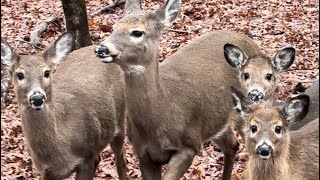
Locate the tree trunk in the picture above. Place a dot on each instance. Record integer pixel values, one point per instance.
(75, 13)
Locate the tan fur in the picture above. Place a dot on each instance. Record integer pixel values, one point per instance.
(84, 112)
(313, 92)
(176, 106)
(296, 153)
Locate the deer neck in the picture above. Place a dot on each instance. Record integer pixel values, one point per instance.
(39, 125)
(145, 96)
(271, 169)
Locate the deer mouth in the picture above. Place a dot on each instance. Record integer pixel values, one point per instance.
(37, 100)
(264, 151)
(105, 54)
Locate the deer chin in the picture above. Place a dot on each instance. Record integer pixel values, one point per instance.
(108, 59)
(265, 157)
(38, 108)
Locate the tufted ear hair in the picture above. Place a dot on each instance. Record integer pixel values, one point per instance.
(283, 59)
(132, 6)
(60, 49)
(169, 12)
(296, 108)
(9, 58)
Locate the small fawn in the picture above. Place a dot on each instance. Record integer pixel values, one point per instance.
(275, 153)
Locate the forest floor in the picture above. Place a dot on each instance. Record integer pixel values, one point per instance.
(272, 24)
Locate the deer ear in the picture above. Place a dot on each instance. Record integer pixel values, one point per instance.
(296, 108)
(234, 56)
(8, 57)
(283, 59)
(61, 48)
(169, 12)
(132, 6)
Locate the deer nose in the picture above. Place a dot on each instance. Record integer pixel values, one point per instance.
(255, 95)
(37, 99)
(264, 150)
(102, 51)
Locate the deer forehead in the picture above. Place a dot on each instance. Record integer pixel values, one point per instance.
(131, 22)
(258, 65)
(269, 116)
(32, 63)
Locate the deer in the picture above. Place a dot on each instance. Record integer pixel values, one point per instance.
(258, 74)
(313, 93)
(68, 116)
(170, 105)
(275, 151)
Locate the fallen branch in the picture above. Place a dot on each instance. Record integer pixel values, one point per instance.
(179, 31)
(109, 8)
(31, 44)
(35, 34)
(5, 79)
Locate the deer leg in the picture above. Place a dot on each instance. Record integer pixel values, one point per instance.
(97, 161)
(119, 152)
(230, 146)
(86, 170)
(47, 175)
(179, 164)
(149, 170)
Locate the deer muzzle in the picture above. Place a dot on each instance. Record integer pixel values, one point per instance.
(264, 151)
(255, 95)
(37, 100)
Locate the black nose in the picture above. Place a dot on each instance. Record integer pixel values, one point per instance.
(264, 150)
(102, 51)
(255, 95)
(37, 99)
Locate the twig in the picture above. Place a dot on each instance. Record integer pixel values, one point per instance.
(109, 8)
(179, 31)
(35, 34)
(34, 45)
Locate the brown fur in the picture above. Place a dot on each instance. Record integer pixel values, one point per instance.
(313, 92)
(84, 111)
(176, 106)
(295, 154)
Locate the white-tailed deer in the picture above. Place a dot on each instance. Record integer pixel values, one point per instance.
(70, 118)
(275, 152)
(176, 106)
(313, 93)
(257, 74)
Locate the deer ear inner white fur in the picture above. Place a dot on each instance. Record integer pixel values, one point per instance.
(6, 55)
(63, 47)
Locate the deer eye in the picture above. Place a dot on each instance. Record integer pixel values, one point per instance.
(246, 76)
(269, 77)
(20, 76)
(46, 74)
(136, 33)
(253, 128)
(278, 129)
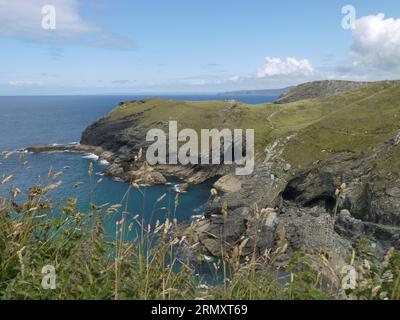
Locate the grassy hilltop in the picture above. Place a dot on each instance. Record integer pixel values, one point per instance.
(346, 122)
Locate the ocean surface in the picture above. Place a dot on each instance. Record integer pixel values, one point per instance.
(28, 121)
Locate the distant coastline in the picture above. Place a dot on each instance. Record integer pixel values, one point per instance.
(263, 92)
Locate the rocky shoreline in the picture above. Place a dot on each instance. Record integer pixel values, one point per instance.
(295, 199)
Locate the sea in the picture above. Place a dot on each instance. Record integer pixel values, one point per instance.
(34, 120)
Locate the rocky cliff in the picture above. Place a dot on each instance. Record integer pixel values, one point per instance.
(327, 169)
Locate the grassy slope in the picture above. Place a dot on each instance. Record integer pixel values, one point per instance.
(348, 122)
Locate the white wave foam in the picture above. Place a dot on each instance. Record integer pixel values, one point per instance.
(104, 162)
(91, 156)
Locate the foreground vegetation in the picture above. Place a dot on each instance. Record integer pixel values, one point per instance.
(157, 264)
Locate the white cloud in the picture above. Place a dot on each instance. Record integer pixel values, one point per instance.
(23, 19)
(376, 43)
(290, 67)
(24, 83)
(234, 78)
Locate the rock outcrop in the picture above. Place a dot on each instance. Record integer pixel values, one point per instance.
(348, 133)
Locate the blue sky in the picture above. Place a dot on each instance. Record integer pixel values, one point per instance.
(123, 46)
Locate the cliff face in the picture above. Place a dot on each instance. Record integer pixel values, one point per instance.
(319, 89)
(305, 150)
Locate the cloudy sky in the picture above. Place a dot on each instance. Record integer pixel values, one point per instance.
(137, 46)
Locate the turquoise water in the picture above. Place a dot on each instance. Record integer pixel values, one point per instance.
(29, 121)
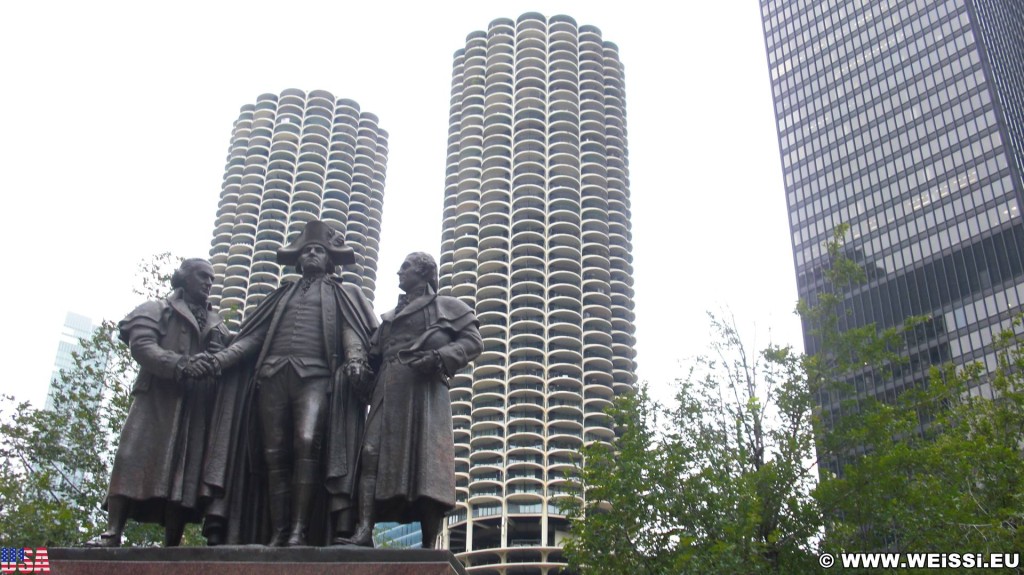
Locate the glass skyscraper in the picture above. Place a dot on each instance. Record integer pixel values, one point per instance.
(905, 120)
(537, 238)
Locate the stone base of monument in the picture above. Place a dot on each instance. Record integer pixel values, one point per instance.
(253, 560)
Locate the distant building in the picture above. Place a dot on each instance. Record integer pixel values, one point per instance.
(905, 120)
(76, 327)
(397, 535)
(536, 237)
(294, 158)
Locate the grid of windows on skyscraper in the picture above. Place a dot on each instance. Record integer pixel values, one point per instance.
(903, 119)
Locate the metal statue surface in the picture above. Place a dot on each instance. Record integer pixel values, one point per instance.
(158, 467)
(281, 468)
(408, 456)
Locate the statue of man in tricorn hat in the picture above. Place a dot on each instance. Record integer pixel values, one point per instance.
(289, 415)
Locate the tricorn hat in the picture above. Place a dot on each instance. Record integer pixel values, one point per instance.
(322, 234)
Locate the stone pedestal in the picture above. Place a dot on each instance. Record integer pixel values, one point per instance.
(253, 560)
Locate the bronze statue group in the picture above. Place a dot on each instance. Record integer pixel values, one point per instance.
(310, 425)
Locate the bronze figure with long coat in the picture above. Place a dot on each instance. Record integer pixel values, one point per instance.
(158, 467)
(238, 476)
(408, 457)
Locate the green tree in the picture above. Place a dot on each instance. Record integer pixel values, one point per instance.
(55, 463)
(718, 481)
(936, 470)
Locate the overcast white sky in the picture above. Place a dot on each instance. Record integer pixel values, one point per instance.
(117, 119)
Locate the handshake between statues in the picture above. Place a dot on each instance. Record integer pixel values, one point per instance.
(206, 365)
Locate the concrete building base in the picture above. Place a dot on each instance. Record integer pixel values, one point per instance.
(253, 560)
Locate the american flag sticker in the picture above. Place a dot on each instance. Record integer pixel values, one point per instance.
(24, 560)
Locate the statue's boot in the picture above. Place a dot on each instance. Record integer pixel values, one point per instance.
(281, 505)
(303, 489)
(174, 525)
(364, 535)
(117, 516)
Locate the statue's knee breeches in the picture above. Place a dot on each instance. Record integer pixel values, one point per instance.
(309, 408)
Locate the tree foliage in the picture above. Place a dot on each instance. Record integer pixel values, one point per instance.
(722, 479)
(55, 463)
(718, 481)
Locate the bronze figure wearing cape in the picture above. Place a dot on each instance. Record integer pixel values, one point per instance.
(281, 461)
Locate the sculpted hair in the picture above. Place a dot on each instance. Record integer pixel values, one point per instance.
(426, 266)
(186, 267)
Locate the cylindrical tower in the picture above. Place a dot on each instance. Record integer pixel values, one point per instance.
(537, 237)
(296, 158)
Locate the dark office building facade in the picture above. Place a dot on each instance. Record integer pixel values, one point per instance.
(905, 120)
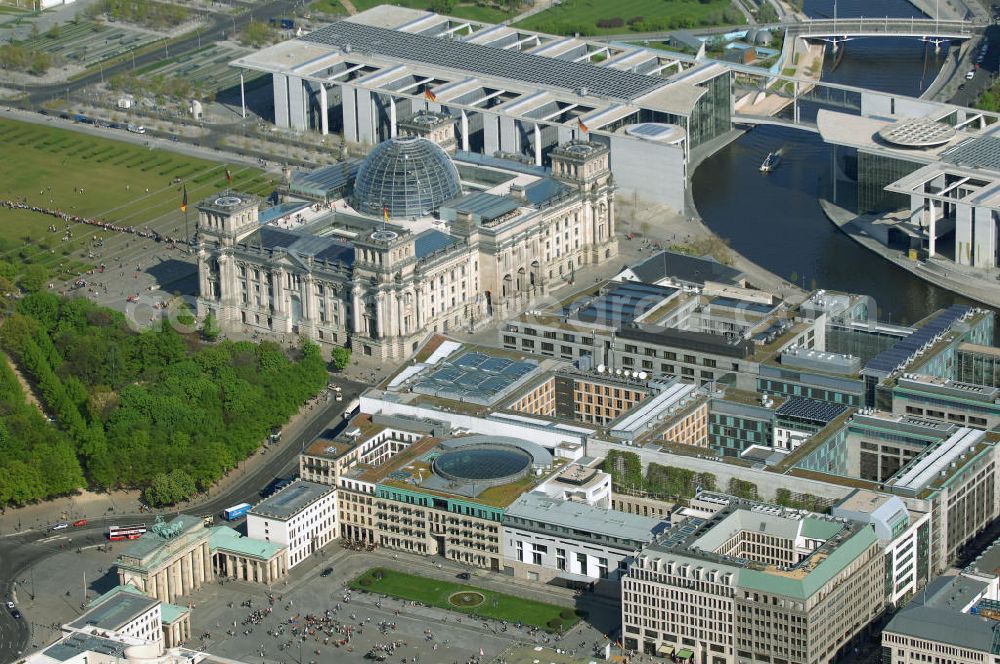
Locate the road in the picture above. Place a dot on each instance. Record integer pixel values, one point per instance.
(969, 91)
(222, 26)
(18, 552)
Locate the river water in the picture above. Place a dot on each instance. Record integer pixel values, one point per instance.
(775, 220)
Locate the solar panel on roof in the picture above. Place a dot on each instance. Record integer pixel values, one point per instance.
(982, 152)
(495, 364)
(446, 374)
(494, 384)
(471, 360)
(471, 379)
(891, 359)
(486, 60)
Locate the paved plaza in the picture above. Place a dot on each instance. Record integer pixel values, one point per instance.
(249, 622)
(317, 615)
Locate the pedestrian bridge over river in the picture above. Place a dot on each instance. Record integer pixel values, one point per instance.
(847, 28)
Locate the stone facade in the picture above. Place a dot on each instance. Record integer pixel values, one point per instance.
(380, 295)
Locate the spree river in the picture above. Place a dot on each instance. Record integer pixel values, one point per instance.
(775, 220)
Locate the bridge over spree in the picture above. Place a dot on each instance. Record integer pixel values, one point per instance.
(840, 29)
(846, 28)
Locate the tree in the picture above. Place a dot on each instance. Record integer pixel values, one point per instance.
(742, 489)
(169, 488)
(340, 357)
(210, 328)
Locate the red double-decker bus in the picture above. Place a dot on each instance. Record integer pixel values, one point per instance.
(119, 533)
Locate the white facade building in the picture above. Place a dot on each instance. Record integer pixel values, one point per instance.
(302, 516)
(546, 538)
(905, 538)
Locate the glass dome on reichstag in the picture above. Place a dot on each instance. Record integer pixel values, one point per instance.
(409, 177)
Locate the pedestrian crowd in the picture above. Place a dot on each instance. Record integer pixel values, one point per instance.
(90, 221)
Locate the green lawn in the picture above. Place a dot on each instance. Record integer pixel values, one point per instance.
(45, 164)
(596, 17)
(436, 593)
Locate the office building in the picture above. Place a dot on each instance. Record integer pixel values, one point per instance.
(753, 583)
(302, 517)
(506, 92)
(956, 619)
(547, 539)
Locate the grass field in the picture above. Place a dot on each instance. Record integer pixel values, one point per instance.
(436, 593)
(45, 164)
(583, 16)
(468, 10)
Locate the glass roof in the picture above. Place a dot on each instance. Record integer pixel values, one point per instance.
(408, 177)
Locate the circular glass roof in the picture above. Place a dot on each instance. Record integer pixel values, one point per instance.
(485, 462)
(407, 177)
(917, 133)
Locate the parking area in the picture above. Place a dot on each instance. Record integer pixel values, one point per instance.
(207, 68)
(89, 42)
(978, 69)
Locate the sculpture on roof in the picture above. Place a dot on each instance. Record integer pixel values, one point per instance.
(166, 530)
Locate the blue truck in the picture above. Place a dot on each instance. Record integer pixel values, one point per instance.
(236, 511)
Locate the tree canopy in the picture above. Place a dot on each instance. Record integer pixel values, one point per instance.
(149, 409)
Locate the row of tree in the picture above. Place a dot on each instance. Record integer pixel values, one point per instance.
(668, 482)
(142, 12)
(152, 409)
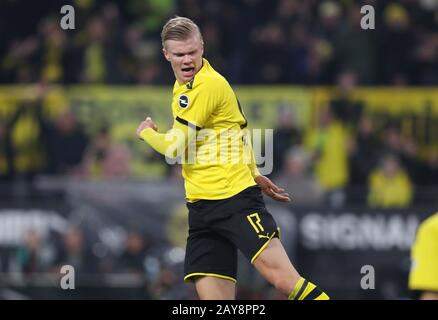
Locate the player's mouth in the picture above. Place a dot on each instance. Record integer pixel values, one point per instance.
(188, 72)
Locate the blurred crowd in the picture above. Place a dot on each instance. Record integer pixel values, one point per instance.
(269, 42)
(137, 267)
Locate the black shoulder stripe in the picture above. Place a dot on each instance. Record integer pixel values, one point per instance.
(188, 124)
(241, 112)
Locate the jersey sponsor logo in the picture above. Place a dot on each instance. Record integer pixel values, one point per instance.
(183, 101)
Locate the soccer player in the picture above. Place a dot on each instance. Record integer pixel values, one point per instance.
(226, 207)
(423, 278)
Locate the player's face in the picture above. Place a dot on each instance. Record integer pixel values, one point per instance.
(185, 57)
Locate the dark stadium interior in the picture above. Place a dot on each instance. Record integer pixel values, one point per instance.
(354, 115)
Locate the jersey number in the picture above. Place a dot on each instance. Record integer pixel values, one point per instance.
(254, 219)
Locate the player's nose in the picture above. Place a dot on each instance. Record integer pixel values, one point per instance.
(187, 59)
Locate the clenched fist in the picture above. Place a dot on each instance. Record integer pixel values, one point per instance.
(147, 123)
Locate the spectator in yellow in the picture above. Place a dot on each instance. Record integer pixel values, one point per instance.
(423, 277)
(389, 185)
(328, 145)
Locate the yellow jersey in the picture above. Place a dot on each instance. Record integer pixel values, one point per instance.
(208, 105)
(424, 255)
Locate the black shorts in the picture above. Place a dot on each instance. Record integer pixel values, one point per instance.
(217, 228)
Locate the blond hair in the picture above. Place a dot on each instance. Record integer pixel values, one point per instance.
(179, 28)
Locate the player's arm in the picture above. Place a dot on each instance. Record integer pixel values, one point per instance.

__TASK BRIEF__.
Could you reproduce the lines above, from the one that holds "Locate the player's mouth" through the last, exactly as they stand?

__RESPONSE TO THIS EXERCISE__.
Locate the player's mouth in the picture above. Place a dot on each instance. Record integer pixel values, one point per instance.
(188, 72)
Locate the blurred crowd in the picture above. Place a dot on each instance. Record integer pixel values, one point per instance.
(269, 42)
(137, 267)
Locate the black shoulder stripe in the picture above. Place a dot on each instance. Record integer pixel values, one point per instance.
(188, 124)
(241, 112)
Locate the jersey sponsor logo in the picture above. Place a dot on each instance. Record integer pixel values, one point per instance.
(183, 101)
Locate the soccer player in the picture above. Place a dot on each instance. Record integer pixel values, one point per instance.
(226, 207)
(423, 278)
Locate the player's face in the picture above. Place a dot on each instance. Record integer pixel values, one point per instance.
(185, 57)
Locate the dark stadium interior in the picture above. Place a dot on each instance. Record integer pixel values, one point per instance.
(354, 115)
Locate the jersey number in the picture above. Place a dot on each instance. Record integer pixel values, one point per instance.
(254, 219)
Locate the player's nose in the picture above. Place a dot on each instance. Record integer pixel values, one point per instance.
(187, 59)
Locate the clenched fist in the picture above. Place a dot on each instance. Record integer pixel values, one point per instance.
(147, 123)
Locate the spectator in yellow in the picture above. Place a dot on each instance. Record integer pixel values, one point per instance.
(423, 277)
(389, 185)
(328, 145)
Locate the yellow jersey in the picture above. Place a dot on each instance. Record integer pixel values, one point per instance.
(208, 105)
(424, 255)
Locate the black shorts in the picture above. Place a dot on each instance. Record integer pixel values, one point per instance.
(217, 228)
Locate the blond hair in the picture above. Place a dot on each instance. Record integer pixel values, one point per instance.
(179, 28)
Locate the player's arm in the picture above. Place a dot on each instance. Record integer pixel values, one point per instance.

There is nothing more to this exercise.